In the years before manned spaceflight became a routine achievement, spaceships were naturally little-used outside Genre SF – though a spectacular exception is the epic poem Aniara (1956; trans 1963) by the Nobel Prize-winning Swedish poet Harry Martinson. An opera by Karl-Birger Blomdahl (1916-1968), Aniara, based on the poem, was performed in 1959. The story pits human values against inhuman Technology on a ship originally bound for Mars but diverted by an Asteroid near-collision into the void beyond the solar system.
The UFO crazes of the post-World War Two years made some impact on sf imagery in the magazines. Disc-shaped spaceships became more common in Illustrations, and the interest of editors Sam Merwin Jr – who also wrote about flying saucers in "Centaurus" (March 1953 Startling) – and Raymond A Palmer was reflected in the magazines of which they had charge. Ufology had far more influence on the imagery of sf Cinema, where saucer-shaped ships became commonplace. The sleekly streamlined ships which still dominated magazine illustration continued to hold their ground until the 1970s; when their imagery was finally challenged, it was by the bizarre and surreal hardware of artists like Eddie Jones and Christopher Foss. This movement towards a more complicated topography – licenced by the knowledge that starships built in space for journeys in hard vacuum had no need of streamlining – had been foreshadowed in fiction since the 1950s. Among the more romantic spaceships featured in the later years of magazine sf are those in Cordwainer Smith's Instrumentality stories, which include the light-powered "sailing ships" in "The Lady who Sailed the Soul" (April 1960 Galaxy) and "Think Blue, Count Two" (February 1963 Galaxy) (see Solar Wind). The tree-grown starships of Jack Williamson's Dragon's Island (1951; vt The Not-Men) and the animal-drawn starships of Robert Franson's The Shadow of the Ship (1983) are among the most curious in sf.

SUPPLIED MATERIAL »

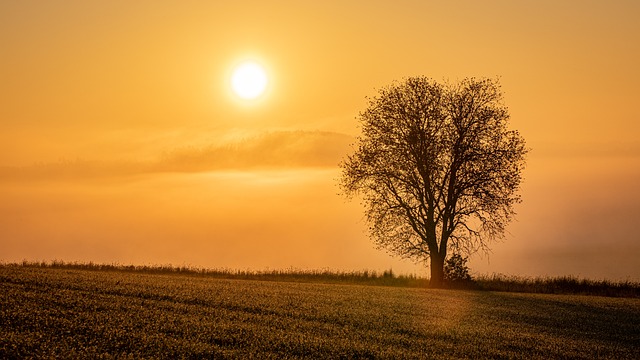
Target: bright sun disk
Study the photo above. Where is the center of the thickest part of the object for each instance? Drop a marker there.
(249, 80)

WRITTEN TASKS »
**A)** Retype the spaceships extract from "In the years" to "the solar system.".
**B)** Answer these questions using the spaceships extract:
(i) In what year was the opera based on Aniara performed?
(ii) Whose bizarre and surreal hardware challenged the streamlined ships of magazine illustration?
(iii) What kind of starships appear in Robert Franson's The Shadow of the Ship?
**C)** Render this sentence from the spaceships extract in Spanish: "Ufology had far more influence on the imagery of sf Cinema, where saucer-shaped ships became commonplace."

SOLUTIONS BELOW »
**A)**
In the years before manned spaceflight became a routine achievement, spaceships were naturally little-used outside Genre SF – though a spectacular exception is the epic poem Aniara (1956; trans 1963) by the Nobel Prize-winning Swedish poet Harry Martinson. An opera by Karl-Birger Blomdahl (1916-1968), Aniara, based on the poem, was performed in 1959. The story pits human values against inhuman Technology on a ship originally bound for Mars but diverted by an Asteroid near-collision into the void beyond the solar system.

**B)**
(i) 1959
(ii) That of artists like Eddie Jones and Christopher Foss
(iii) Animal-drawn starships

**C)** La ufología tuvo mucha más influencia en la imaginería del cine de ciencia ficción, donde las naves con forma de platillo se volvieron algo común.